+++ SUPPLIED ENTRIES +++

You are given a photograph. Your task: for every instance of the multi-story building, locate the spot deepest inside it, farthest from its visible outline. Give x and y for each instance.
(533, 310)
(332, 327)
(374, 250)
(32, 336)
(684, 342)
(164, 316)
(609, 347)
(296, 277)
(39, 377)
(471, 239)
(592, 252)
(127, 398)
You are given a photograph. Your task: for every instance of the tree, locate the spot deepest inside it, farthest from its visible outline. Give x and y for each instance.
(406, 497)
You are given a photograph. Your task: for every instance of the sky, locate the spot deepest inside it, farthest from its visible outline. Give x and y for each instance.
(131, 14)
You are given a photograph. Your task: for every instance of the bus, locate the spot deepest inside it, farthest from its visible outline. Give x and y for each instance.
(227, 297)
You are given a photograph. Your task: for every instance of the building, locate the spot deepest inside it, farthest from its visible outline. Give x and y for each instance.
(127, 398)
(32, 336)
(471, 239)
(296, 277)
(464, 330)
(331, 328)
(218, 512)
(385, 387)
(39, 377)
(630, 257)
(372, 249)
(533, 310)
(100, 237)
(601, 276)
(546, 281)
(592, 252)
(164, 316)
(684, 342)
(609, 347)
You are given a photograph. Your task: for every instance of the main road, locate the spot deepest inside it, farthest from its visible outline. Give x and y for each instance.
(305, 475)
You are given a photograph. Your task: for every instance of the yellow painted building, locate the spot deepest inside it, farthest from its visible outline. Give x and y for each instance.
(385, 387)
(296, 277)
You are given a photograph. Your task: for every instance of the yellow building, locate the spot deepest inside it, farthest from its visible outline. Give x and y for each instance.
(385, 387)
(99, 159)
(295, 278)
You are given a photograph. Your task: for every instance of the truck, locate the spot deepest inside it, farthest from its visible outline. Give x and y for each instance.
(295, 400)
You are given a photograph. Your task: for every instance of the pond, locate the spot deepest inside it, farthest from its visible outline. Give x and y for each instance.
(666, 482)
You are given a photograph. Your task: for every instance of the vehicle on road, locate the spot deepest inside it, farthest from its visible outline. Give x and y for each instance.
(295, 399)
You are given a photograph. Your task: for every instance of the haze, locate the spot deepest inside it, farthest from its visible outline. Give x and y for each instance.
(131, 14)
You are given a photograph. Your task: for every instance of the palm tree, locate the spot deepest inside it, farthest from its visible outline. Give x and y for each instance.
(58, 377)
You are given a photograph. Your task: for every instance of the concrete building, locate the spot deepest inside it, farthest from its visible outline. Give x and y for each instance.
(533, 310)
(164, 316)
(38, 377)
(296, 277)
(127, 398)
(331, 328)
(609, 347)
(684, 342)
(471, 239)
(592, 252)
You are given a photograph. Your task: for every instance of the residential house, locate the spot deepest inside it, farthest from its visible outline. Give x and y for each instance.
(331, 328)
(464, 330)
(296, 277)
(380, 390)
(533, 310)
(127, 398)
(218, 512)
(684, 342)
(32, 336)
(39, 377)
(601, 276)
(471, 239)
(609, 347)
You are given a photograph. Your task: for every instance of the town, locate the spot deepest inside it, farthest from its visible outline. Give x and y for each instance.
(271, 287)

+++

AIM:
Please add -32 to every coordinate in the answers and write out all the lines again, beginning at the line that has "of the palm" and stopping at the end of the records. Lines with no coordinates stay unchanged.

FULL ANSWER:
You are given a photograph. Your task: for every instance of the palm tree, locate the spot deepest inside it, farthest from its visible outline. Give x and y for each instance.
(26, 345)
You are given a photograph. Your task: for every instance of the concrete building, locate the spot deepest inside it, farthest from its visible outline. Give x and y for each instance.
(501, 278)
(132, 284)
(6, 345)
(264, 245)
(95, 366)
(299, 296)
(577, 315)
(652, 310)
(439, 207)
(560, 220)
You are given a photograph. Your task: for every instance of the residential house, locate the spot deepest inside it, farthest from its visible outline. Give x and y for each instance.
(299, 296)
(432, 298)
(264, 245)
(348, 358)
(501, 278)
(95, 366)
(186, 480)
(652, 310)
(0, 304)
(7, 345)
(569, 244)
(439, 207)
(577, 315)
You are given a photograph. Your task: for every instance of the town, locate the spot deepest inside it, farthest from its visible outline. Give x and y for each instance.
(239, 255)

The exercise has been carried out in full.